AIM OF THE TASK
From the data that follows, report how many lines hold the string "logo", giving only the number.

[Stored data entries]

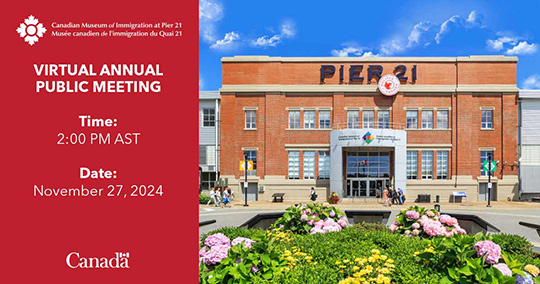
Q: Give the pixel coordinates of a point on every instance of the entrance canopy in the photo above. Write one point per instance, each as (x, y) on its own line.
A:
(367, 156)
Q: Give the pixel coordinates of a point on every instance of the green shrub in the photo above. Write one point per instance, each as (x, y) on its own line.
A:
(203, 198)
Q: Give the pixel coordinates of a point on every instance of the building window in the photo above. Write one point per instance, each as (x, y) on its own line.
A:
(442, 119)
(412, 164)
(324, 165)
(294, 165)
(442, 164)
(487, 119)
(384, 119)
(353, 119)
(309, 165)
(209, 117)
(251, 119)
(484, 157)
(252, 156)
(208, 180)
(309, 119)
(427, 164)
(368, 117)
(294, 119)
(412, 119)
(324, 119)
(427, 119)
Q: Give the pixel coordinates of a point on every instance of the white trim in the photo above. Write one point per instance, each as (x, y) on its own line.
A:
(471, 58)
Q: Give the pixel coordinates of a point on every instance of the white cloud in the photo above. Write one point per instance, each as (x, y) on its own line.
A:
(532, 82)
(473, 20)
(392, 46)
(287, 31)
(498, 43)
(416, 33)
(210, 12)
(523, 48)
(445, 27)
(349, 49)
(227, 42)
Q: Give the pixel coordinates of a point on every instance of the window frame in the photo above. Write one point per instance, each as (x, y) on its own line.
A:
(293, 119)
(442, 156)
(412, 166)
(309, 122)
(321, 119)
(439, 112)
(409, 118)
(427, 120)
(427, 166)
(250, 120)
(295, 167)
(205, 120)
(353, 114)
(383, 123)
(370, 123)
(487, 124)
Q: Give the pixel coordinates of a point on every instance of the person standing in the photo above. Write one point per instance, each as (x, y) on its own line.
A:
(212, 197)
(401, 196)
(313, 194)
(385, 196)
(226, 201)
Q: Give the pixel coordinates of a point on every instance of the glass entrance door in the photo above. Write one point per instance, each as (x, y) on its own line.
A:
(365, 187)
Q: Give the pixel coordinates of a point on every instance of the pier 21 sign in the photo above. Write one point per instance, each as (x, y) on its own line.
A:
(374, 71)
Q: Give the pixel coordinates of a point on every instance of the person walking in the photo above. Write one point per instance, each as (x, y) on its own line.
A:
(212, 197)
(226, 199)
(394, 196)
(313, 195)
(385, 196)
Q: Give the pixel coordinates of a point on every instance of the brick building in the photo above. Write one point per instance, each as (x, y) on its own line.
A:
(324, 123)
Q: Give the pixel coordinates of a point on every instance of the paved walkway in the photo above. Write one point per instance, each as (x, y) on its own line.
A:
(504, 215)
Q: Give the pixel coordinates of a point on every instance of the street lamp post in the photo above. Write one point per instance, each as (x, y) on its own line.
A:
(245, 179)
(490, 158)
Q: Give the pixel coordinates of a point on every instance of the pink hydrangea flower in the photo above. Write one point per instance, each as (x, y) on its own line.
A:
(411, 214)
(247, 242)
(491, 250)
(433, 228)
(503, 268)
(448, 220)
(343, 222)
(216, 254)
(217, 239)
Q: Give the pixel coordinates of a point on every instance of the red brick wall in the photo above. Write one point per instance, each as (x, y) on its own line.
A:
(465, 136)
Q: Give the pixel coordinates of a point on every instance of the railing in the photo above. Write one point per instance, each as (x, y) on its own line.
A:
(364, 125)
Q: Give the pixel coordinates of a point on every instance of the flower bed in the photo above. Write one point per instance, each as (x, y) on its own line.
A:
(417, 221)
(366, 253)
(312, 218)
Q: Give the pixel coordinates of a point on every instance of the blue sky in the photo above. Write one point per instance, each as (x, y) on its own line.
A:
(368, 28)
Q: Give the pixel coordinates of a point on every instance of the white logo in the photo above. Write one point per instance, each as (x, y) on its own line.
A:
(389, 85)
(31, 30)
(119, 260)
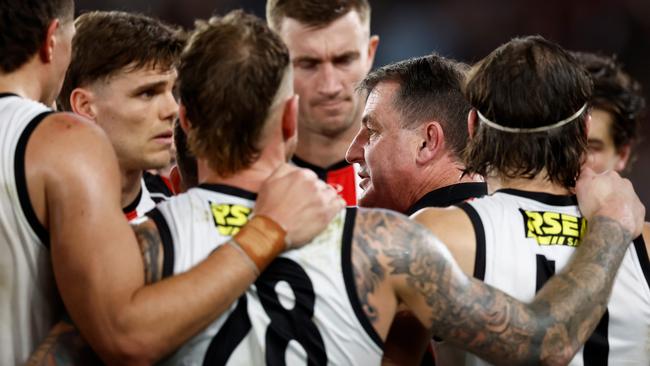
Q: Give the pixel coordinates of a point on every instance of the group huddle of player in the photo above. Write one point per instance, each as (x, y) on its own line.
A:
(430, 212)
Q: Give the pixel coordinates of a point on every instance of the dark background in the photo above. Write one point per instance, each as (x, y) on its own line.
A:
(468, 30)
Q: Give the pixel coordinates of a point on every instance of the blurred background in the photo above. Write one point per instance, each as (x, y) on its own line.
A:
(468, 30)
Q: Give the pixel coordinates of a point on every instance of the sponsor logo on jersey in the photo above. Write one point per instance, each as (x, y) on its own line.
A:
(229, 218)
(554, 228)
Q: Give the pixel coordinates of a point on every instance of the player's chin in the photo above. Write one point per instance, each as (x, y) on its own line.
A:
(367, 198)
(159, 160)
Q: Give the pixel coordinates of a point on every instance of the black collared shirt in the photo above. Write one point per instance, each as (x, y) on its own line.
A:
(449, 195)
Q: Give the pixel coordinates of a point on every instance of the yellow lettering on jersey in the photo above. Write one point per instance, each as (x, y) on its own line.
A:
(229, 218)
(553, 228)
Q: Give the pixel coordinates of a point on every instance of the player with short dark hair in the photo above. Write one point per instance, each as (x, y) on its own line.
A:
(61, 218)
(122, 76)
(331, 50)
(617, 106)
(528, 130)
(334, 301)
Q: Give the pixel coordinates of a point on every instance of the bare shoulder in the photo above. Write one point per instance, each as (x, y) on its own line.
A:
(454, 228)
(67, 147)
(58, 129)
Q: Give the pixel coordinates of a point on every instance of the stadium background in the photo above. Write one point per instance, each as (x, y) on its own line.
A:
(467, 30)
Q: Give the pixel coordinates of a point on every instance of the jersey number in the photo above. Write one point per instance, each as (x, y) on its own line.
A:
(597, 347)
(286, 325)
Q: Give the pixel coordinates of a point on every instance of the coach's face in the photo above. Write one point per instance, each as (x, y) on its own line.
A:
(137, 109)
(328, 63)
(385, 151)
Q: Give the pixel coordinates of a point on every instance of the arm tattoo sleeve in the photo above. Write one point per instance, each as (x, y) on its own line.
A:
(481, 319)
(63, 346)
(151, 249)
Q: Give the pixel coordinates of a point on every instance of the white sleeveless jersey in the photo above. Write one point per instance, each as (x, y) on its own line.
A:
(302, 310)
(27, 290)
(523, 238)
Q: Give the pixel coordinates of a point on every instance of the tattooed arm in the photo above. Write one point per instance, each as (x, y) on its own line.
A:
(151, 248)
(418, 270)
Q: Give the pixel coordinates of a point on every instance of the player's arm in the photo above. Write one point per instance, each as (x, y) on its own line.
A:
(97, 261)
(477, 317)
(406, 342)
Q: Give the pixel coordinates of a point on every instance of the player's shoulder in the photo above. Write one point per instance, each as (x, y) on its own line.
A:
(70, 132)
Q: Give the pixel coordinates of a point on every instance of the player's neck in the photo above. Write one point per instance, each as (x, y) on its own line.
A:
(537, 184)
(249, 179)
(131, 185)
(324, 151)
(22, 83)
(442, 175)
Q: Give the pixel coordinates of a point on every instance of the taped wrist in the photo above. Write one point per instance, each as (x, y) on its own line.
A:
(262, 239)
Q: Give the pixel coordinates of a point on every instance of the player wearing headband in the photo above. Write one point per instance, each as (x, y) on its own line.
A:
(529, 139)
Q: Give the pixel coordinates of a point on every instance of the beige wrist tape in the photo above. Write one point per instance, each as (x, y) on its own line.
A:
(262, 239)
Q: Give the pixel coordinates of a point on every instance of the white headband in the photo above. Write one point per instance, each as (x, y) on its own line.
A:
(529, 130)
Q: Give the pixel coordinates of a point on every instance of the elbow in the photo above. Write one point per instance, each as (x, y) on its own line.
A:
(127, 350)
(561, 358)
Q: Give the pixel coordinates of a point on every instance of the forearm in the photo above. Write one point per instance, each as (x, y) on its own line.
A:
(161, 317)
(562, 316)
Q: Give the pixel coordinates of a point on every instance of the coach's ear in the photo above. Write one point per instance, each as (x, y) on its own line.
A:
(46, 52)
(82, 103)
(182, 117)
(472, 121)
(432, 142)
(290, 118)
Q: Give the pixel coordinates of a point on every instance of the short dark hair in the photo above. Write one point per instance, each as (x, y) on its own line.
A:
(315, 13)
(528, 83)
(109, 42)
(430, 88)
(23, 25)
(617, 93)
(229, 76)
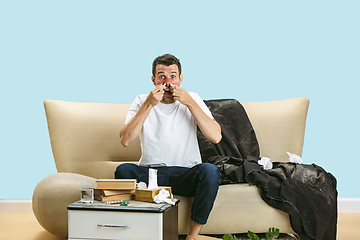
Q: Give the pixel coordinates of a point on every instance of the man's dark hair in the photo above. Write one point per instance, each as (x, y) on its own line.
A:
(167, 60)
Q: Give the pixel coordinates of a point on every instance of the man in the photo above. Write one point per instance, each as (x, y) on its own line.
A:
(166, 121)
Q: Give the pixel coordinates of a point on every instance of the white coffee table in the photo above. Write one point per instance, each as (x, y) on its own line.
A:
(137, 220)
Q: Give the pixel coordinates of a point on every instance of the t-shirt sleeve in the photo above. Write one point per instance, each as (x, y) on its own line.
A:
(201, 104)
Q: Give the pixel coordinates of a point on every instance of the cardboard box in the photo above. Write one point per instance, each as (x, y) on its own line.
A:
(147, 195)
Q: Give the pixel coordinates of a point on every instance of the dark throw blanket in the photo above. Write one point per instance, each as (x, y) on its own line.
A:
(306, 192)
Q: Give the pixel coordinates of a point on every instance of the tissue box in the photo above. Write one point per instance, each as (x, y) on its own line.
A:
(147, 195)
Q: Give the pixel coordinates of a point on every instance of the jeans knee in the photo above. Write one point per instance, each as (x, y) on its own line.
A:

RESULT
2